Spar v. Obwoya, 10024.

Decision Date01 February 1977
Docket NumberNo. 10081.,No. 10024.,10024.,10081.
Citation369 A.2d 173
PartiesRose SPAR and Lustine Realty Company, Inc., Appellants, v. Emmanuel S. O. OBWOYA, Appellee. Emmanuel S. O. OBWOYA, Appellant, v. Rose SPAR and Lustine Realty Company, Inc., Appellees.
CourtD.C. Court of Appeals

Jack H. Olender, Washington, D. C., for appellant in No. 10081 and appellee in No. 10024.

Reid C. Tait, Washington, D. C., with whom James C. Gregg and David M. Moore, Washington, D. C., were on the brief, for appellants in No. 10024 and appellees in No. 10081.

Before FICKLING, KERN and MACK, Associate Judges.

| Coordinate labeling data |

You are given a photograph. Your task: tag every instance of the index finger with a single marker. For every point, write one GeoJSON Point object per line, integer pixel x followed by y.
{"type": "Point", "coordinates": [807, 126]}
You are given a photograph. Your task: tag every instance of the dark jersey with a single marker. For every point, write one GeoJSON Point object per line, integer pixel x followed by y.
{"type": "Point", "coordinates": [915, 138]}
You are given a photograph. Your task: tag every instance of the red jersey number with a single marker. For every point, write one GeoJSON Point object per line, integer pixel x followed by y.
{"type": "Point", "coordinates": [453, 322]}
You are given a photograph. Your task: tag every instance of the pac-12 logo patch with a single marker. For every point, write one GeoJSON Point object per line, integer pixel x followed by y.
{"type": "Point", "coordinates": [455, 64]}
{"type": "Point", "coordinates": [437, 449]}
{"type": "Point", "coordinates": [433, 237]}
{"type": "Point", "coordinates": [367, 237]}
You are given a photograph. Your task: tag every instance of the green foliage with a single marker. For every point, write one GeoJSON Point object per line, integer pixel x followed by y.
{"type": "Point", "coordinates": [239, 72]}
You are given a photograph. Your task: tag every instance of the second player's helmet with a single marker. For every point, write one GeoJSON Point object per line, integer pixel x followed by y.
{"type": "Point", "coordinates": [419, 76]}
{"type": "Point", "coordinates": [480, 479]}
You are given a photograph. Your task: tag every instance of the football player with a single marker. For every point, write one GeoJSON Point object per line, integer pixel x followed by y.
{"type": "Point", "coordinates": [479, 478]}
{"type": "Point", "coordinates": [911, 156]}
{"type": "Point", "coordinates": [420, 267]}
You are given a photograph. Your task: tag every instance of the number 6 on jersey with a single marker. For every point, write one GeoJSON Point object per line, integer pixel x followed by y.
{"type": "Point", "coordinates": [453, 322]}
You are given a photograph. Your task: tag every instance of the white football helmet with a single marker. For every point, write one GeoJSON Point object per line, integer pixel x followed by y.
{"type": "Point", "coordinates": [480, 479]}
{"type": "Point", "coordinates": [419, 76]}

| PROBLEMS AND TASKS |
1 - Name every lawyer listed in the Spar v. Obwoya case header.
2 - Write what comes next in the Spar v. Obwoya case header, starting after its last line.
The records are separate material, unrelated to the case header.

| THE RESPONSES |
1 - Jack H. Olender, Reid C. Tait, James C. Gregg, David M. Moore

2 -
KERN, Associate Judge:

On the afternoon of August 11, 1971, Emmanuel Obwoya, a national of Uganda, and a student at a local university, entered the 22-unit apartment building on 13th Street in which he lived with another student. As he walked up the stairs in the common hallway, after checking his mailbox in the vestibule, he heard the front entrance door of the building close. Immediately thereafter he saw a stranger who greeted him with a "Hi". This unidentified man then robbed him at gun-point and proceeded to shoot him in the back (a bullet is permanently lodged in his spine) and flee through the apartment's front entrance which consists of a pair of wood frame doors, each containing a glass inset.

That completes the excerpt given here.